▶ _Material provided_:
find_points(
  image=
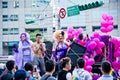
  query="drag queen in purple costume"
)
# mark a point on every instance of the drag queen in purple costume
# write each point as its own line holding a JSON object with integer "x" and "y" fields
{"x": 59, "y": 47}
{"x": 25, "y": 50}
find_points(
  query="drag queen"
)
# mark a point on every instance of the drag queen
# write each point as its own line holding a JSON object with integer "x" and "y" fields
{"x": 25, "y": 50}
{"x": 59, "y": 47}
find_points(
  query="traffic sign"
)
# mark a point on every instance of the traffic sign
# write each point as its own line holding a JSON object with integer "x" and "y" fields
{"x": 73, "y": 10}
{"x": 62, "y": 13}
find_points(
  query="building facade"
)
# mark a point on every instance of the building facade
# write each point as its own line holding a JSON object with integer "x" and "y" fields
{"x": 90, "y": 19}
{"x": 17, "y": 16}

▶ _Work to be completed_:
Count the lines in the items above that contain the string "queen", treating case as significant. Reply with the number only.

▶ _Correct answer_:
4